**Instructions to follow:**
For the entries below, the expected answer is the line with "Target: tennis net", the line with "point: blue plastic", and every line between them, exactly as written, and nothing more.
(Dataset records Opens)
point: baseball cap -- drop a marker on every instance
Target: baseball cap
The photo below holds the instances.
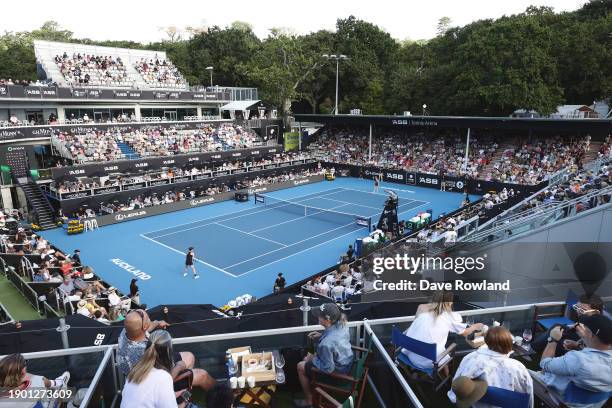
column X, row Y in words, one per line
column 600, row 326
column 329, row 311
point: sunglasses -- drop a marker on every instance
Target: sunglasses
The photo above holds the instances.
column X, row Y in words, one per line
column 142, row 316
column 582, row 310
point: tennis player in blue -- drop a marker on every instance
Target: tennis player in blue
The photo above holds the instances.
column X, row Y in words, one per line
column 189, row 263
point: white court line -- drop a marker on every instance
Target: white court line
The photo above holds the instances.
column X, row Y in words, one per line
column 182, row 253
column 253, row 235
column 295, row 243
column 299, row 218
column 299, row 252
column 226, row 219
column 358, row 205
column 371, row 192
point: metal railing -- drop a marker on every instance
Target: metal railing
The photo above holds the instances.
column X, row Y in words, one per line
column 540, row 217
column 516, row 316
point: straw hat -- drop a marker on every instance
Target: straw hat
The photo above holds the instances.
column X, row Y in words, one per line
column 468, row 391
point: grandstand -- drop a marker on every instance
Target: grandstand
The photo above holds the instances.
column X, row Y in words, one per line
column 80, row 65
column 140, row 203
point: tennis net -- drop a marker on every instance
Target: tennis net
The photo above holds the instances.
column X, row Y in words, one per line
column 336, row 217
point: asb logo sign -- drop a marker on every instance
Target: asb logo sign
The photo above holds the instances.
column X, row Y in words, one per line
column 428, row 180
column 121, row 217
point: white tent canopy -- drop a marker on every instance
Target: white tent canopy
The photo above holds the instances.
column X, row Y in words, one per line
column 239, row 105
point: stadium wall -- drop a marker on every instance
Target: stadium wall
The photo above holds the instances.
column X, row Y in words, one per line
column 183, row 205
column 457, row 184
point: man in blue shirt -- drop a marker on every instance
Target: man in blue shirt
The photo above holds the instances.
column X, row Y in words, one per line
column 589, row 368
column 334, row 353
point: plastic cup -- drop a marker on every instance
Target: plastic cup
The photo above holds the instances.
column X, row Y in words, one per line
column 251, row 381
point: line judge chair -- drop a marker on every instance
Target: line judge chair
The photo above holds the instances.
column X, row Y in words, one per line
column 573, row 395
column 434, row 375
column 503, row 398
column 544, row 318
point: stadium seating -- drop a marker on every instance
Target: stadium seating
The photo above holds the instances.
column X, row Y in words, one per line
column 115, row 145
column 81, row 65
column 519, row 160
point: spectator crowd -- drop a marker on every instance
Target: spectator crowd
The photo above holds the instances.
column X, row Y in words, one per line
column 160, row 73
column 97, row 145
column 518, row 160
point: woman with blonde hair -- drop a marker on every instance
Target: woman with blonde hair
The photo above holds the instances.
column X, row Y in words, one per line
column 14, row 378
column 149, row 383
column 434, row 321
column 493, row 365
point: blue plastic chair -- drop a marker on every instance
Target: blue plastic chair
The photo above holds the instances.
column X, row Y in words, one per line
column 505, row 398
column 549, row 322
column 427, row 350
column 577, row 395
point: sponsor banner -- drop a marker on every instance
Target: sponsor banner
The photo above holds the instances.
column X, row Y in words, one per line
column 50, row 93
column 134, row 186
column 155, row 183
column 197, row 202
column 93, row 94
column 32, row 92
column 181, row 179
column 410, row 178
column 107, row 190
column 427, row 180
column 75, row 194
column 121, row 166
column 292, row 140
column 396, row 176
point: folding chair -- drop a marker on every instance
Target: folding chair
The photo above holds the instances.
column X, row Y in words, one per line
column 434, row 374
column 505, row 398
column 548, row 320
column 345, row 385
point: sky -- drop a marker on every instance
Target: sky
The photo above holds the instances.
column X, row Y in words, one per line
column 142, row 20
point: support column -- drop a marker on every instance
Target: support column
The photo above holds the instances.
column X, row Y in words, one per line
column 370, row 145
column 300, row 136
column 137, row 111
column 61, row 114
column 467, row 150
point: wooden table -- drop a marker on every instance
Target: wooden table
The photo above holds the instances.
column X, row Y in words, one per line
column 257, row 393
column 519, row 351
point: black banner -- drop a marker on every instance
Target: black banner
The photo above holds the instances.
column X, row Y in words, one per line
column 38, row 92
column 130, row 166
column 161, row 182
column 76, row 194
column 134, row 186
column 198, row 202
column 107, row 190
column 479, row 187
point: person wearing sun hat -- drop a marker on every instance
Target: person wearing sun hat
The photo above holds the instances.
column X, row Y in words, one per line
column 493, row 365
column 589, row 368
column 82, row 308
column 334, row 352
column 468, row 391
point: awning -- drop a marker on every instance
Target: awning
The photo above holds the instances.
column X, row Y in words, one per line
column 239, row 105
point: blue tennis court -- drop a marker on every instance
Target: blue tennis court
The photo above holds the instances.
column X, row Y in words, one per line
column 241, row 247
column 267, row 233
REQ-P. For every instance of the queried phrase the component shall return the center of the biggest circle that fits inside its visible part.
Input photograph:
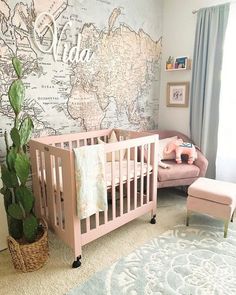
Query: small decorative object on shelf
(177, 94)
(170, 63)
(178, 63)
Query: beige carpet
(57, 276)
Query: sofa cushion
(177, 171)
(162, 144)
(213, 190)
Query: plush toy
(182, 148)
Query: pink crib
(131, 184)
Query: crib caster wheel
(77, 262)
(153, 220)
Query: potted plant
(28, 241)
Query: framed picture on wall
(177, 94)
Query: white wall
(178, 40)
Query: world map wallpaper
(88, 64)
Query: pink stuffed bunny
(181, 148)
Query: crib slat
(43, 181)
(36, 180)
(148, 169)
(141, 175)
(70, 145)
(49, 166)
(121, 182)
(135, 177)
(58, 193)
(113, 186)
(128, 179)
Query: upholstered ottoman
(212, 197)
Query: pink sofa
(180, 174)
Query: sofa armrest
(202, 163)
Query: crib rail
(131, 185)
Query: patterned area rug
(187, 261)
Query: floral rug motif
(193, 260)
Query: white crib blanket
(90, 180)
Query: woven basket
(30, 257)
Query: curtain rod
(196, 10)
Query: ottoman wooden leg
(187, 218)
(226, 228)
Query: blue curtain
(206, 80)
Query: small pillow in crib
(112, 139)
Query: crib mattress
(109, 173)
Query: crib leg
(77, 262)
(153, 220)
(Dataset records Closes)
(Dataset records Opens)
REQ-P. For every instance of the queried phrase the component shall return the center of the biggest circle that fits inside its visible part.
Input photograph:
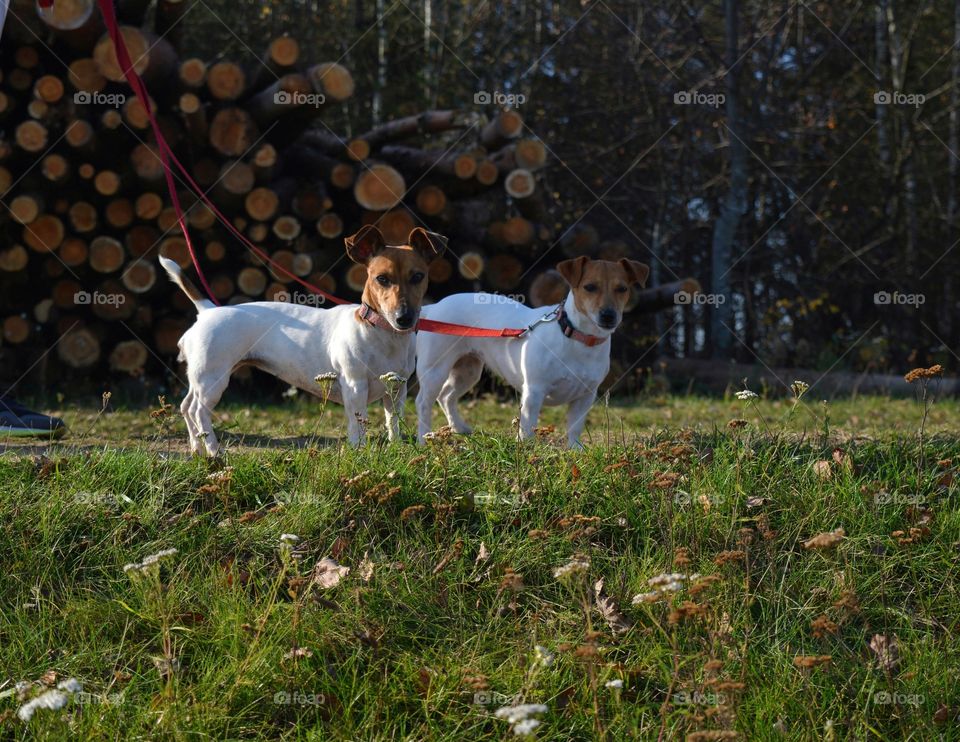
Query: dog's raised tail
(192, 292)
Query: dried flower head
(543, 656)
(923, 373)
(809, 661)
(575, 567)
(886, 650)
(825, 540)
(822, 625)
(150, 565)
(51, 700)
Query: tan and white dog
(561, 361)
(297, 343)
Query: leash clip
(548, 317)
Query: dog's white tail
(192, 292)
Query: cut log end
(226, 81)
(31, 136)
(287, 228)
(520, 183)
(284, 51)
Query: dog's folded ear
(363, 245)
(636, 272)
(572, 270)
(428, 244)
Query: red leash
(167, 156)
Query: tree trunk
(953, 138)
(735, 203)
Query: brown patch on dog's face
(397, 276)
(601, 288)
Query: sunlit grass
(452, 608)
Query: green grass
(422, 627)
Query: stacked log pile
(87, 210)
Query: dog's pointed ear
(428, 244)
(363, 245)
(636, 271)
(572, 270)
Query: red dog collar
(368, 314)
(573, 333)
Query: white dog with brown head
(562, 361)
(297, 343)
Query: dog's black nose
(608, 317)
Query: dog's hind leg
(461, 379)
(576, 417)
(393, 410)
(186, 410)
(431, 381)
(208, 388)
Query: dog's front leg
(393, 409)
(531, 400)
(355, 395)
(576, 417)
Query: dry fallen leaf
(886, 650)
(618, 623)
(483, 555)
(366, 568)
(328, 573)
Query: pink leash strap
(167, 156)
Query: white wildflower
(Dataset records Closes)
**Answer box:**
Target: tennis net
The photo above holds the instances.
column X, row Y in words, one per line
column 336, row 217
point: asb logo sign -- drop a marker on every instance
Target: asb logo sign
The photo above holds the instances.
column X, row Y in words, one per line
column 428, row 180
column 121, row 217
point: white tent canopy -- drop a marker on every instance
Target: white tent canopy
The photo above holds the instances.
column X, row Y in words, one per line
column 239, row 105
point: stadium wall -- drop a marker on every instance
Target: stadium wall
The photo above holds the instances.
column X, row Y in words, one per line
column 183, row 205
column 457, row 184
point: man in blue shirt -- drop a marker on every instance
Target: man in blue shirt
The photo above holds the instances.
column X, row Y in words, one per line
column 589, row 368
column 334, row 353
point: plastic cup -- drop a marker on every instance
Target: plastic cup
The photo above holds the instances.
column X, row Y in words, one per line
column 251, row 381
point: line judge chair -- drop a marker on every instance
Target: line judge chair
The photo above holds the instances.
column X, row Y in words, one per line
column 573, row 395
column 434, row 375
column 503, row 398
column 544, row 318
point: stadium seating -- drop a marker on every instance
Target: stadium seating
The photo above holds the instances.
column X, row Y in words, one per line
column 115, row 145
column 81, row 65
column 519, row 160
point: spectator crowd -- drop a marker on every instance
Target: spectator crowd
The photo above holds the instances.
column X, row Y in words, one per line
column 160, row 73
column 97, row 145
column 518, row 160
point: woman with blonde hair -- drop a marker on every instance
Target: woman with blonde hair
The photo above holds the instances.
column X, row Y in words, one per line
column 14, row 378
column 149, row 383
column 434, row 321
column 493, row 365
point: blue plastic chair -- drop a marker on every instance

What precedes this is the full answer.